News Weekly, May 8, 1993
John Ballantyne argues for the removal of discrimination against parents who send their children to non-government schools.

The option of educating a child at an independent (non-government) school these days is usually a privilege available only to parents who are prepared to make substantial financial sacrifices.

Typically such parents have to pay twice for their child's education — once in taxes for the state education they are not using, and again in fees for private schools.

A way to remove this financial penalty, which severely limits parents' freedom of choice, would be for the government to give equal education funding for every child of school age, irrespective of the school attended.

One proposal along these lines, which has attracted a lot of interest over the years, is for school funding to take the form of education vouchers.

Under this system, the parents of each child of school age would get an annual book of vouchers, one for each term. The voucher would be equivalent in value to the current cost of educating a child in the same year at a government school.

Parents would be free to spend their vouchers at any school of their choice, state or private, religious or non-religious.

The voucher could only be exchangeable for the purposes of a child's education at a school which was passed as fit by inspectors; it could not be spent on anything else.

Vouchers would tremendously revitalise primary and secondary education. In order to get funding, schools would be forced to compete with each other to attract student enrolments.

Data section
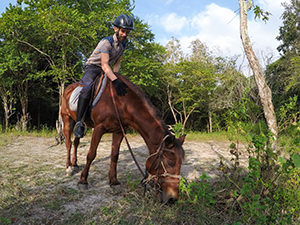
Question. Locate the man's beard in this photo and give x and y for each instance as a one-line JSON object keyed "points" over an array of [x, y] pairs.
{"points": [[118, 37]]}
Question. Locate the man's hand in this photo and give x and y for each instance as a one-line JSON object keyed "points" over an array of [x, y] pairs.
{"points": [[120, 87]]}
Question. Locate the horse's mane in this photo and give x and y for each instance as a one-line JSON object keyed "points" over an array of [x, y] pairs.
{"points": [[150, 107]]}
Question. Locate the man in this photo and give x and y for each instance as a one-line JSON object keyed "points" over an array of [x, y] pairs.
{"points": [[107, 55]]}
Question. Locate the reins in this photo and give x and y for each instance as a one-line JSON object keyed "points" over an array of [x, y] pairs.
{"points": [[147, 177], [124, 134]]}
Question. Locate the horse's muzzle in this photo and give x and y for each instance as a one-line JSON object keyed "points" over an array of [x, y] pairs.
{"points": [[169, 196]]}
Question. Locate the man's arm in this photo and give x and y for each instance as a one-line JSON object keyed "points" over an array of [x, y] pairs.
{"points": [[106, 67], [117, 65]]}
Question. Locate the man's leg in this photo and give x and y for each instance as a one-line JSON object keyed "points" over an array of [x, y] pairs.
{"points": [[91, 72]]}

To be done
A - In the article on school funding, what would each education voucher be equal in value to?
B - Continue the article on school funding and education vouchers, picking up right after its last sentence and keeping the same tone.

Responses for each task
A - The current cost of educating a child in the same year at a government school.

B -
Schools would also enjoy far greater autonomy, with school principals or governing boards free to hire or fire staff as they saw fit.

Good schools would flourish; inferior schools which could not attract applicants would be faced with financial difficulties, possible closure, or take-over by more efficient management prepared to cater for the preferences of parents. Educational standards would improve dramatically.

Attractive though the voucher proposal sounds, it has often aroused passionate opposition from bureaucrats, teacher unions and powerful vested interests, besides raising questions about how the system would work in practice.

Here are 10 of the most frequently asked questions about school vouchers:

;
1) What's wrong with the present system of "needs-based" funding for private schools?

The present method of targeting "needy" schools is probably the clumsiest and least effective way of assisting poor families to purchase private education for their children.

It meets only a fraction of education costs and does so in a particularly haphazard way.

Commonwealth grants to private schools currently fall into 12 categories, governed by a multitude of changing rules and regulations.

This can lead to the absurd situation where principals or governing boards are afraid of upgrading school facilities or of raising private funds, for fear that their school could be put into a lower category of government funding for that year. And none of them can afford to take that risk!

Private schools which have their government funding cut, of course, usually have to raise their fees, thus pushing the price of private education beyond the reach of less advantaged families.

If the government really wants to means-test education to ensure that financial assistance is targeted to the needy, a far better way would be for it to apply the means test to the incomes of the families involved, not to the schools which their children happen to attend.

 
2) Won't voucher funding for private schools promote privilege and inequality and be socially very divisive?

It is a common misconception that education vouchers can only be of one type. In fact there are several models on offer. Alan Maynard, in his 1975 study Experiment with Choice in Education, lists eight of them.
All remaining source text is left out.